Passage provided:

I'll be using the return line for the hydros for now.But good idea.


----------



## Meerkat

LincTex said:


> If you have fish swimming around in your tank, you may as well run the water through a pump and a growbed. Can't hurt to experiment (well, except for the cost of the 20 goldfish!)





stanb999 said:


> Looking forward to seeing your progress.


I'll put up pictures soon as I learn how , I forgot now how to ' multi quote.  I was doing good at that but now it's not working for me.

Open for lessons if anyone has lots of patience. 

PS, I have them in my library but don't know how to get them here. Also I want them to be private where all my fans can't find me. I have had death threats on some forums, politics can be dangerous,some people are real involved and want to kill for their idols.


----------



## Meerkat

SEED STARTING WITH ROCK WOOL CUBES.

Supplied records:

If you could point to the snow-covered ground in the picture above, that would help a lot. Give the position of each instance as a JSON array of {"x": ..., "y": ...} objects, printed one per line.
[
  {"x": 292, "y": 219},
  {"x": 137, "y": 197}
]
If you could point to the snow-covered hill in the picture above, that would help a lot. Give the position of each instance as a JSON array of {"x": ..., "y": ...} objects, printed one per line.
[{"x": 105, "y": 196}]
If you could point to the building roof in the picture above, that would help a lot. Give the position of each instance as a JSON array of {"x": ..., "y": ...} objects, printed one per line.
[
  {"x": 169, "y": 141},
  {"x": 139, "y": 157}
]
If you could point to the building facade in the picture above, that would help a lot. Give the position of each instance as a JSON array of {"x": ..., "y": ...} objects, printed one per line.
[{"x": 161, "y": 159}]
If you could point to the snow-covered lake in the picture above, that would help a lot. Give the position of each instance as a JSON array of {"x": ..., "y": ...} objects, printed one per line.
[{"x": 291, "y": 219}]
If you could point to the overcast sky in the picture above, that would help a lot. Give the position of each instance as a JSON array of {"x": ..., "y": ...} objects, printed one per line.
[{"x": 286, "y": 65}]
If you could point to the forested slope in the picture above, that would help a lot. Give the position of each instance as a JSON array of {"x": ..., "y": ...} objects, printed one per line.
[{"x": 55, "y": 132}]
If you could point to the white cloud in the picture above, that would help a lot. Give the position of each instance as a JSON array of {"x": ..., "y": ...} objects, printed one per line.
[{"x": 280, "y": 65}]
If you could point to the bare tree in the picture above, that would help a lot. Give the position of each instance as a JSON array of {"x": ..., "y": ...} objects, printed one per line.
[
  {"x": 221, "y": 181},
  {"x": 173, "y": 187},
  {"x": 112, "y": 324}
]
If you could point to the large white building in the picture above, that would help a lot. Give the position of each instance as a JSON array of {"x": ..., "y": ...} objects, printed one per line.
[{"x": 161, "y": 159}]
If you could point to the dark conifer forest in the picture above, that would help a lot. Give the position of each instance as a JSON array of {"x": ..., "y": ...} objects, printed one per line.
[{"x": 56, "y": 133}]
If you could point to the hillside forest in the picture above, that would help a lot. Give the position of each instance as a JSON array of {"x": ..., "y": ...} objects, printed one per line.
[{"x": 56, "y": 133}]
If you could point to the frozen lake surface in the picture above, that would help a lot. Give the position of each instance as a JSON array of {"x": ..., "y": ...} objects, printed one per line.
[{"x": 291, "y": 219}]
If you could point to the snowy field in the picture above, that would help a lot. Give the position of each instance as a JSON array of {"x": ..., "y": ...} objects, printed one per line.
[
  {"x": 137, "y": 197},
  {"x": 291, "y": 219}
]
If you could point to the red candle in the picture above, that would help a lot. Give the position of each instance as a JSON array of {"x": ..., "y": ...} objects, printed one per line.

Objective:
Reproduce word for word the stretch of the forum thread from "PS, I have them" through "for their idols.". The items are separate from the forum thread.

The response:
PS, I have them in my library but don't know how to get them here. Also I want them to be private where all my fans can't find me. I have had death threats on some forums, politics can be dangerous,some people are real involved and want to kill for their idols.